TEXT FOR ANALYSIS: Begin

In this blog article, Justin Macklin, one of the consultants who work with us as part of NCF Consult plots out what providers need to be aware of following the CrowdStrike outage.
Friday 19th July saw what Elon Musk described on X (Twitter) as the “biggest IT fail ever”. Microsoft estimates a faulty CrowdStrike update affected 8.5 million PCs word-wide1.
The impact of the incident was large, with both individual PCs and many online services affected. There is so much information published about the incident, it is difficult to identify the main issues for the care and support sector.
Questions include:
- Who are CrowdStrike and what happened?
- Why was I, or wasn’t I, affected?
- Will it happen again?
- What can I do to help protect my organisation?
Who are CrowdStrike and what happened?
CrowdStrike are a company which sells security software that is designed to keep systems safe from external attacks such as viruses and other malware. One of their products, Falcon Sensor, was sent a software update that was faulty and crashed the Windows machines it was installed on.
This raises legitimate questions including did CrowdStrike test the update, and why did Windows let the faulty update install?
The answer to the first question is easy – they simply didn’t test the update thoroughly enough. The answer to why Windows allowed this update to be installed is more complex. Windows (and other operating systems such as Linux or MacOS) has a central protected core of code called the kernel. The kernel is the ‘inner sanctum’ that orchestrates and controls the system and allows it to communicate with the processor, memory, video system and external components such as printers. If the kernel crashes, then the famous ‘Blue Screen of Death’ appears (or black ‘kernel panic’ on Linux or pink ‘kernel panic’ on MacOS). CrowdStrike Falcon runs in the kernel, and downloads update files that are handled by the kernel – something that some people are saying is bad practice. In summary, a Falcon faulty update was downloaded, run by the kernel and caused the Blue Screen of Death.

TEXT FOR ANALYSIS: End

REQUIREMENT »
Please answer from the CrowdStrike outage article: which CrowdStrike product was sent the faulty software update?

RECORDS SHOWN: Begin

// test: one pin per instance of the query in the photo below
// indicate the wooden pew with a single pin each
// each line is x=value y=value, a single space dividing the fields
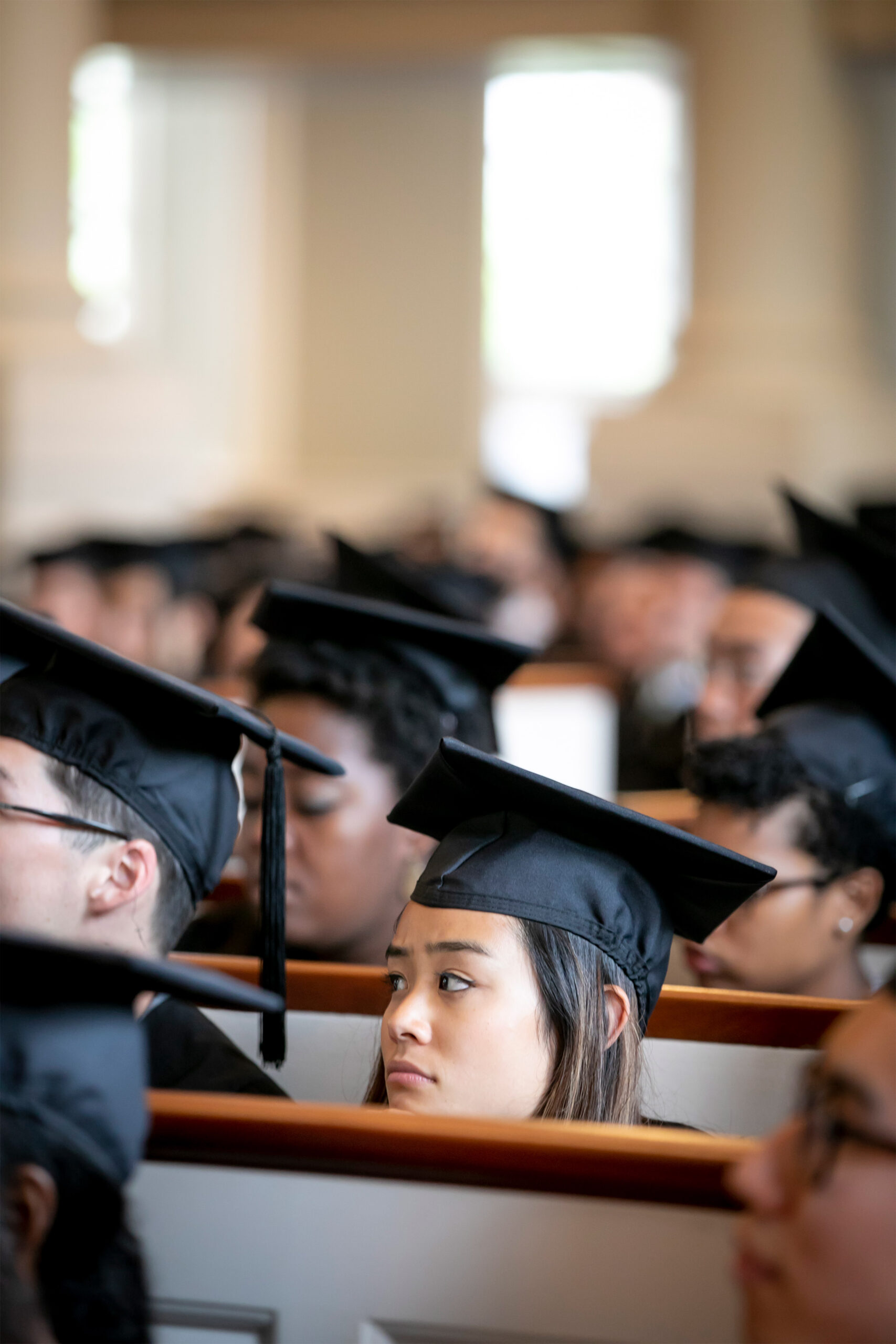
x=675 y=807
x=722 y=1061
x=335 y=1223
x=683 y=1012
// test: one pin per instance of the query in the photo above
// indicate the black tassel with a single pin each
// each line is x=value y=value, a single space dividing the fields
x=273 y=905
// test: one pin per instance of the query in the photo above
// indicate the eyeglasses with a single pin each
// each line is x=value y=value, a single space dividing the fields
x=786 y=884
x=65 y=819
x=824 y=1132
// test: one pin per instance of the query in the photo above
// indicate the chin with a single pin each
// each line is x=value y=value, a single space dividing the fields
x=412 y=1102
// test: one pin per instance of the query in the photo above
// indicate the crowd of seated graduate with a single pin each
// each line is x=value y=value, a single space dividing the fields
x=820 y=1235
x=816 y=1245
x=388 y=711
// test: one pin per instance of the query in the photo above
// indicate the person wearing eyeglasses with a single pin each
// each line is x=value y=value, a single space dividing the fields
x=817 y=1245
x=813 y=795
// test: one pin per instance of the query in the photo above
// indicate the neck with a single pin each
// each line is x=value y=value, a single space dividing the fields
x=841 y=979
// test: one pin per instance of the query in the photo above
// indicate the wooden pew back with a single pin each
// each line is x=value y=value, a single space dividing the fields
x=721 y=1061
x=354 y=1223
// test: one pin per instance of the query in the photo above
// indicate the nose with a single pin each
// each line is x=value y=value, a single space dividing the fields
x=407 y=1018
x=765 y=1179
x=718 y=705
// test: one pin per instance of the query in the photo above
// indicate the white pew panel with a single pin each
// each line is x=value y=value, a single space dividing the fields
x=330 y=1253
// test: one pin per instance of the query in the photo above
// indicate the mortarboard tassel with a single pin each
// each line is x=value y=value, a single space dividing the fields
x=273 y=904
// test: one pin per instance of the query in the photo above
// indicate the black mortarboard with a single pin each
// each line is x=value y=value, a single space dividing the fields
x=71 y=1052
x=519 y=844
x=164 y=748
x=462 y=662
x=734 y=558
x=878 y=518
x=836 y=707
x=442 y=591
x=864 y=553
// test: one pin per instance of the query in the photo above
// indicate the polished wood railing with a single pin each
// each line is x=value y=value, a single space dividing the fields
x=683 y=1012
x=614 y=1162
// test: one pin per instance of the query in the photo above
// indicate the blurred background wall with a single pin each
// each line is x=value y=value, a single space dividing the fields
x=301 y=327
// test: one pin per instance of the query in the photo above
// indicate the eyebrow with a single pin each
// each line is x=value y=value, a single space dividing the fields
x=395 y=951
x=842 y=1088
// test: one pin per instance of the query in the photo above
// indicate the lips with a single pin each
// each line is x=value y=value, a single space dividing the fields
x=751 y=1269
x=404 y=1074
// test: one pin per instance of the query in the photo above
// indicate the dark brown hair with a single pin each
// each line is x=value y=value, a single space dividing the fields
x=590 y=1079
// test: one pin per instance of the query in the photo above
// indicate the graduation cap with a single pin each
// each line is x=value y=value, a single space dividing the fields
x=442 y=591
x=863 y=551
x=464 y=663
x=836 y=706
x=73 y=1057
x=515 y=843
x=166 y=749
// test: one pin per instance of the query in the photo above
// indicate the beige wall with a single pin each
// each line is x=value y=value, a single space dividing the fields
x=315 y=342
x=392 y=289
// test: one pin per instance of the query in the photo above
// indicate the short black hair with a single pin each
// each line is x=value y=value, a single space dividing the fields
x=397 y=704
x=757 y=774
x=90 y=1273
x=94 y=803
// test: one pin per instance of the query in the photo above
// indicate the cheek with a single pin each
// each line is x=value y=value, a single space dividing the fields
x=840 y=1254
x=38 y=873
x=778 y=930
x=498 y=1054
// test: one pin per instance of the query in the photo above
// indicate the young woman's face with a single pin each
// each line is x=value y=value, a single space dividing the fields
x=464 y=1033
x=781 y=940
x=347 y=869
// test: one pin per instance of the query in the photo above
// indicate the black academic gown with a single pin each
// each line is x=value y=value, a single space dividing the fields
x=188 y=1053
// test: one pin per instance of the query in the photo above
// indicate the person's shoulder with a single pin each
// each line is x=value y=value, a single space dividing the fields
x=188 y=1053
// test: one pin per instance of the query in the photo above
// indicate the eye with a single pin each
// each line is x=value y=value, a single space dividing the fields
x=453 y=984
x=315 y=807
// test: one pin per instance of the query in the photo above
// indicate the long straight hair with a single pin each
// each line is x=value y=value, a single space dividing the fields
x=590 y=1078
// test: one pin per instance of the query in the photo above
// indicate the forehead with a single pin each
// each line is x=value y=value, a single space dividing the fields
x=419 y=925
x=863 y=1046
x=321 y=725
x=19 y=761
x=751 y=616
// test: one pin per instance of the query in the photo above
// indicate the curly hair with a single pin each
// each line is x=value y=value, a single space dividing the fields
x=757 y=774
x=397 y=704
x=90 y=1273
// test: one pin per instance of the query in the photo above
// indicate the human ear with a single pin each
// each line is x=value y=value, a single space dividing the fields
x=31 y=1203
x=416 y=853
x=618 y=1011
x=858 y=898
x=127 y=874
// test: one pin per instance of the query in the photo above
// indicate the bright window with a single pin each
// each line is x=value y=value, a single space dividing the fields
x=100 y=193
x=585 y=257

RECORDS SHOWN: End

RESULT OF THE TASK »
Falcon Sensor.